* Problem:
Of all the entries below, retype only the lines from the one with "Could you kindly pick out the car windshield" through the one with "Could you kindly pick out the person", exactly as they appear.

------------------------------------------------

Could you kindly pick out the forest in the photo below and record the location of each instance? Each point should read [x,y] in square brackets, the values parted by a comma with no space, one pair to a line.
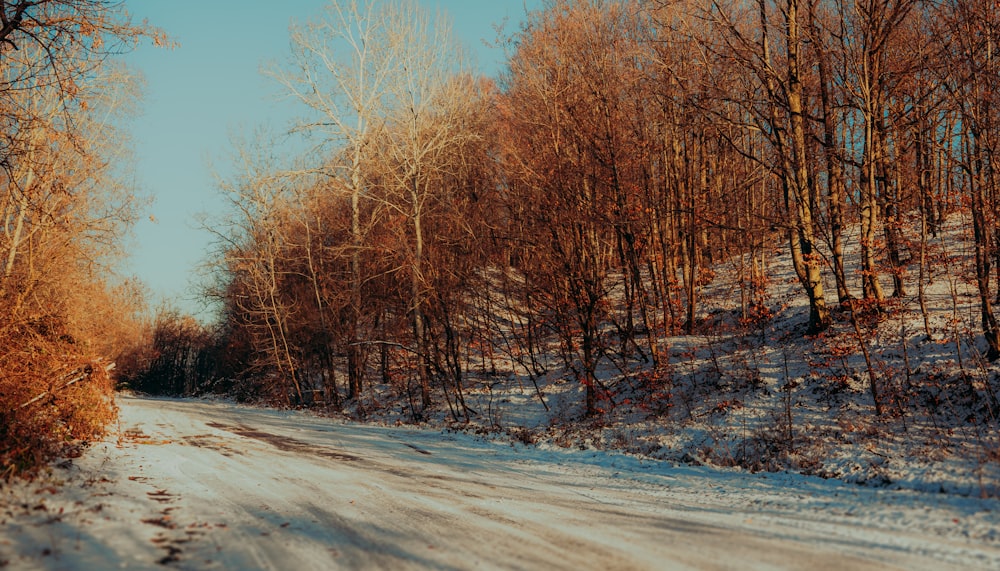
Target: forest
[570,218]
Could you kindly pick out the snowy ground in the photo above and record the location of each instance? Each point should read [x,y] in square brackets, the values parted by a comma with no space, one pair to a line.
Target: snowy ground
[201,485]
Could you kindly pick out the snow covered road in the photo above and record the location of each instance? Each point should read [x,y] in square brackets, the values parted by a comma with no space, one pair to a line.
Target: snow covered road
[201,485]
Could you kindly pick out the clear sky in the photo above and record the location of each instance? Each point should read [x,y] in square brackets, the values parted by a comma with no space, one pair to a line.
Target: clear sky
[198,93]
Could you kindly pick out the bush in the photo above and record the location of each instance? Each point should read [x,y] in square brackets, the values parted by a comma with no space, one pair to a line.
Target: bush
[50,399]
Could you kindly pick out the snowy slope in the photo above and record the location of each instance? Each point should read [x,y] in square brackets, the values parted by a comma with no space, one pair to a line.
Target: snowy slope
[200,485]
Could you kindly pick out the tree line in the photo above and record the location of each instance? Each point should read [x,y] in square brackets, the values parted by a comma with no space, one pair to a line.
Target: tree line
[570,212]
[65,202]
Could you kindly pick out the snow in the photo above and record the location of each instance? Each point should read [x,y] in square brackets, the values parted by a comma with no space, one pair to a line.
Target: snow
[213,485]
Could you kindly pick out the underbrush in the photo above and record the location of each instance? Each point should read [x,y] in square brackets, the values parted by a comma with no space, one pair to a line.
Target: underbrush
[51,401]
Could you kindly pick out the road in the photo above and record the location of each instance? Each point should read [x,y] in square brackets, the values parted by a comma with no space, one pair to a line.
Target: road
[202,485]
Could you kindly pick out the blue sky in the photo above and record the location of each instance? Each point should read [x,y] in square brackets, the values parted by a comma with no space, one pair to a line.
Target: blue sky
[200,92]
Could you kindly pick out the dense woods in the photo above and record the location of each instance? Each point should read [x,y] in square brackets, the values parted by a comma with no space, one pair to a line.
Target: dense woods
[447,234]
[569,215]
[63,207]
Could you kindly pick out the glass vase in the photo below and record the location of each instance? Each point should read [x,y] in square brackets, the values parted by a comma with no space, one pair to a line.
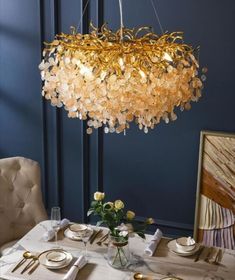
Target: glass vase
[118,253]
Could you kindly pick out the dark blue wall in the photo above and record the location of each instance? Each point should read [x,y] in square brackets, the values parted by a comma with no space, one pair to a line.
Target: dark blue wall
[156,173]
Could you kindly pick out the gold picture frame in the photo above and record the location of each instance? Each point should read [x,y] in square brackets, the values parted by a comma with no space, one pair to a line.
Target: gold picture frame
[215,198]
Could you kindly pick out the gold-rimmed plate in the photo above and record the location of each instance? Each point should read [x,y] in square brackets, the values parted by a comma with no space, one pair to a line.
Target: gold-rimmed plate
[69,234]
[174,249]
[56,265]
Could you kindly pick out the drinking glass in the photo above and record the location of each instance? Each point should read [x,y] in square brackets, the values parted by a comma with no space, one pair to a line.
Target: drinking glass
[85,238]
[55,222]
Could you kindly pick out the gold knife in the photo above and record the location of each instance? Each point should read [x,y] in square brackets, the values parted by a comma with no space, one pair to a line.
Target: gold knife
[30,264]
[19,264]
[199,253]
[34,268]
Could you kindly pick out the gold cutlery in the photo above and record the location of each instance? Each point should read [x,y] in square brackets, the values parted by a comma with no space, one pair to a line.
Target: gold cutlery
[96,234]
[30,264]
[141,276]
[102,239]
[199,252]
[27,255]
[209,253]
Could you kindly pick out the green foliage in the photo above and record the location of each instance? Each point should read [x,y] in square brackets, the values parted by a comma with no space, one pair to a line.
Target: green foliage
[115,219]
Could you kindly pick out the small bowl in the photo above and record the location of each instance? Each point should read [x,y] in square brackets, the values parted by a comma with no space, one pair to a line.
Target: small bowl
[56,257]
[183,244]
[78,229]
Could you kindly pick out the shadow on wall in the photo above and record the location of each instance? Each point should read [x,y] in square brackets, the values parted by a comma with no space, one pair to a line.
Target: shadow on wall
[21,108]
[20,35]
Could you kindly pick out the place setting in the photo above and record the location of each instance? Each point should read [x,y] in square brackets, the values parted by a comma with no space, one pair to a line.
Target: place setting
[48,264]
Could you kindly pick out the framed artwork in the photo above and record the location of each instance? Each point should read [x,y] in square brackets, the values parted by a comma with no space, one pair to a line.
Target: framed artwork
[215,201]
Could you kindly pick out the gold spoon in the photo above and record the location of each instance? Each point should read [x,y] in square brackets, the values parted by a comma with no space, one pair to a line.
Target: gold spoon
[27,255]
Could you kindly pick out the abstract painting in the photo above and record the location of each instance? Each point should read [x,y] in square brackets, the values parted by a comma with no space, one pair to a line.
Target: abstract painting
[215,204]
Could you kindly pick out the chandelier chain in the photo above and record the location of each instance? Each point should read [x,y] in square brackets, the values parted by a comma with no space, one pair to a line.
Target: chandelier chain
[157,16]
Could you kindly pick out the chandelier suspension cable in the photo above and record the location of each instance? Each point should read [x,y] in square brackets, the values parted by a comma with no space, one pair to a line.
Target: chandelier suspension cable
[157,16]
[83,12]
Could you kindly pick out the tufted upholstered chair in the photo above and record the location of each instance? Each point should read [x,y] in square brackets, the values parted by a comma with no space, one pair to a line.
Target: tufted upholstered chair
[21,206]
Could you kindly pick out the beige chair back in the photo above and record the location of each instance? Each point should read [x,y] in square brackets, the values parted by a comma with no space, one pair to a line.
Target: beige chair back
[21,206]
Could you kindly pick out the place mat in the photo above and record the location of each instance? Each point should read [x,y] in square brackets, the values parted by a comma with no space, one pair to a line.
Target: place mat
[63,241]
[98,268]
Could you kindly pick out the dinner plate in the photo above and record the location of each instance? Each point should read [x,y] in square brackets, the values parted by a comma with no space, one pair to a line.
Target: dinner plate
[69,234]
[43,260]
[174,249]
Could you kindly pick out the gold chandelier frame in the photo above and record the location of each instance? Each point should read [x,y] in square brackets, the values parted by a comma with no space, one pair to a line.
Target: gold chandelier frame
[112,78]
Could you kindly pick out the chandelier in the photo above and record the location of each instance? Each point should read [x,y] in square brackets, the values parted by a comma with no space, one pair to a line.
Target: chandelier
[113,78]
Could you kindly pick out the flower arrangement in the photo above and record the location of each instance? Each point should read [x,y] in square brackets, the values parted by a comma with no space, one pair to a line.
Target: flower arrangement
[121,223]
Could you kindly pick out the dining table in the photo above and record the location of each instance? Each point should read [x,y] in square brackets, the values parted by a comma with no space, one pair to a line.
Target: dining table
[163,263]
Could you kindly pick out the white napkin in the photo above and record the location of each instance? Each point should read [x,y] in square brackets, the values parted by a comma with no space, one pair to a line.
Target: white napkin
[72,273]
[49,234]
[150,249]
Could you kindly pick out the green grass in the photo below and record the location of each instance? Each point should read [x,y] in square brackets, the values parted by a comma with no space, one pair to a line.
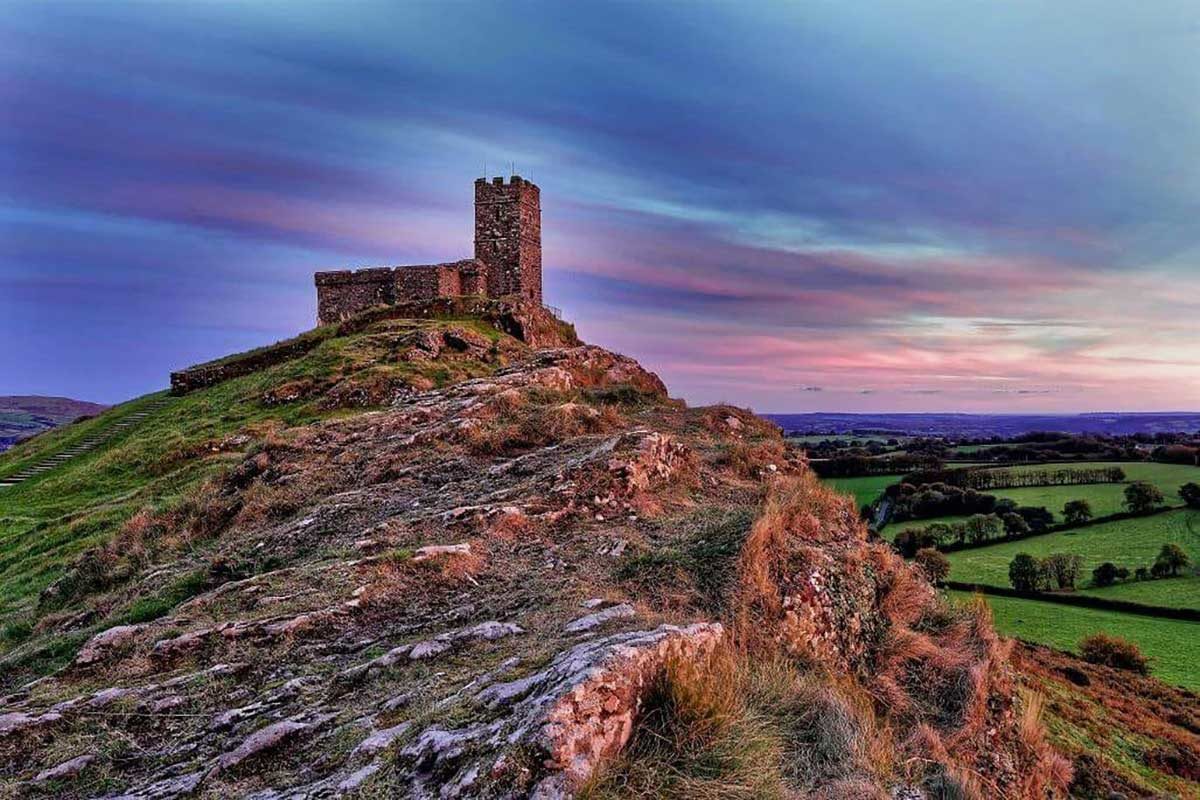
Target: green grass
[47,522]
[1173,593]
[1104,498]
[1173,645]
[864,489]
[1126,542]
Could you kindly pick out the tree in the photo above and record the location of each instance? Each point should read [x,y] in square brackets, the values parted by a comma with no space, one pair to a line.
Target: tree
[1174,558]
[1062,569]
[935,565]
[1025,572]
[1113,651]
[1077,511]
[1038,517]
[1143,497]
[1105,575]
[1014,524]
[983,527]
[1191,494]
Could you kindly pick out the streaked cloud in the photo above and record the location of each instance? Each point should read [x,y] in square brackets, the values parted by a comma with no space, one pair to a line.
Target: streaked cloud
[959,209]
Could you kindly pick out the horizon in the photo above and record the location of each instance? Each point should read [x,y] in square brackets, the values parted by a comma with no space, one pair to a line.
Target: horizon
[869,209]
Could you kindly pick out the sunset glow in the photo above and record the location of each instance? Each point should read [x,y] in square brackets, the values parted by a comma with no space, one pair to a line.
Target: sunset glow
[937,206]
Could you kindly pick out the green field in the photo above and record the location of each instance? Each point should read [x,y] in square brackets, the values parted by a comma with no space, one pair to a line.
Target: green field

------------------------------------------------

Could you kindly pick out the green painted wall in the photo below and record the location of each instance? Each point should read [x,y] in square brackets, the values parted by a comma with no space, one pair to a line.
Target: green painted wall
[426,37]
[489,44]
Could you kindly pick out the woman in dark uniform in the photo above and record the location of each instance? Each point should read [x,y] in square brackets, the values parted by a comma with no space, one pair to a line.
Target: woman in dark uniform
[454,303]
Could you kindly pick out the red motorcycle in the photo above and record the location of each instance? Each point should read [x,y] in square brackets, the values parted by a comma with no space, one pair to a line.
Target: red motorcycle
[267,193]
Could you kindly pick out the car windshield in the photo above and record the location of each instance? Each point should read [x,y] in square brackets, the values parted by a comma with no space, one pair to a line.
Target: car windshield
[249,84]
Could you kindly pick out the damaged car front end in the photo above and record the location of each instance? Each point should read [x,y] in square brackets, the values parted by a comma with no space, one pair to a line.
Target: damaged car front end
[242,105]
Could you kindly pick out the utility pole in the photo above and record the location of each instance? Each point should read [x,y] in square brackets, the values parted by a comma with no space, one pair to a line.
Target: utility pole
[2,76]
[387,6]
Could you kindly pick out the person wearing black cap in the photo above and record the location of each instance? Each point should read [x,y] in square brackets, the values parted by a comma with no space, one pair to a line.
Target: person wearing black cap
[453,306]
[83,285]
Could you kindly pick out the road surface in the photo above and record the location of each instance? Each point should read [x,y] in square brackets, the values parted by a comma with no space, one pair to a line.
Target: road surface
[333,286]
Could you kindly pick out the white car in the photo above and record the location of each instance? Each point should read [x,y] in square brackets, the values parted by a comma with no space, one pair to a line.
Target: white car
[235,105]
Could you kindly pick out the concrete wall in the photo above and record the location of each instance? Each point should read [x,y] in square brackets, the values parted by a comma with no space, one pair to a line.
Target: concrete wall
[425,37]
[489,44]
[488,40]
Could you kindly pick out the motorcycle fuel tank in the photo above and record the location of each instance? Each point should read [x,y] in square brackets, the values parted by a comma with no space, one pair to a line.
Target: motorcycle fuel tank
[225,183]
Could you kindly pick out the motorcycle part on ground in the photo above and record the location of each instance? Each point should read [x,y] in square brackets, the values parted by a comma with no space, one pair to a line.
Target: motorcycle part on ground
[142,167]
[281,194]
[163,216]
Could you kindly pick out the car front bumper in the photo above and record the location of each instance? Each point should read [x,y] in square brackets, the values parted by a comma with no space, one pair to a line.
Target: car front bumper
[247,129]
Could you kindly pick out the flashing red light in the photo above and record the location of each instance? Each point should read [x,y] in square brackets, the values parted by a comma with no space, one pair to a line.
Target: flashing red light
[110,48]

------------------------------------------------

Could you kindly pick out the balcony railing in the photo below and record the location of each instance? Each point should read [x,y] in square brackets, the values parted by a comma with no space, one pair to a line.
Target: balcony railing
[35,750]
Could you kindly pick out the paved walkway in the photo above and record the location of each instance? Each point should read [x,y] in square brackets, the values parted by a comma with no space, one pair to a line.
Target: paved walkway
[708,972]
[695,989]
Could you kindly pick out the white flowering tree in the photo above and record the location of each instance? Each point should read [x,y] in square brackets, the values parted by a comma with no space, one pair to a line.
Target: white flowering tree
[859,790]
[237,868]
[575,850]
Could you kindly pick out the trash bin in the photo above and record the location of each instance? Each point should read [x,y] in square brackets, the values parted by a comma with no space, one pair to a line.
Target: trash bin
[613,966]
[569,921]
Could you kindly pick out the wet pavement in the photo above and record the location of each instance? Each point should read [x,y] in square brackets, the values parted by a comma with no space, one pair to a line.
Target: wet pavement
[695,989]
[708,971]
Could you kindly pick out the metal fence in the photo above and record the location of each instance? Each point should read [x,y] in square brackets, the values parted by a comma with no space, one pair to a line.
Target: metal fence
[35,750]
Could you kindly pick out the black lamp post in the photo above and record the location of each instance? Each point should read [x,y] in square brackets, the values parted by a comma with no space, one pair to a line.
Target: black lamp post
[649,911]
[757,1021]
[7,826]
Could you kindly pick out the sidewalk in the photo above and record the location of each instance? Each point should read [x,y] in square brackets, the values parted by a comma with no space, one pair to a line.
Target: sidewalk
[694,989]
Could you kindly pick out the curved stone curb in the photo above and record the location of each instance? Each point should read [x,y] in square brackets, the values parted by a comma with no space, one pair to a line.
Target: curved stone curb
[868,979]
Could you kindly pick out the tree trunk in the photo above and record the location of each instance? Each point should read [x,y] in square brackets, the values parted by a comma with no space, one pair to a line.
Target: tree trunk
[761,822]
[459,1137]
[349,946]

------------------------------------------------

* Problem solution:
Could you kindly pick out the car windshield in the photo above and record the location of each instance? Each point should read [x,y] in square brackets, the values parted by a comma with no space, one pair to a line.
Target: car windshield
[249,84]
Could you kindly pick out the damaged car front end in the photo above and record the location of each instance? Each point should read [x,y] in square brackets, the values parted by a comma with no space, one pair to a line.
Target: damaged car front end
[242,105]
Could you kindly pick out the utility pole in the photo above and record the location of each instance? Each point should read [x,y] in square brackets, the values parted by a comma with no space, one pair to a line.
Target: utility pole
[2,76]
[387,6]
Could you kindly pick out the person wearing black cap in the photo above and record the location of each instance? Each point should read [x,y] in square brackets, the values parted by a comma with no space, one pair to a line.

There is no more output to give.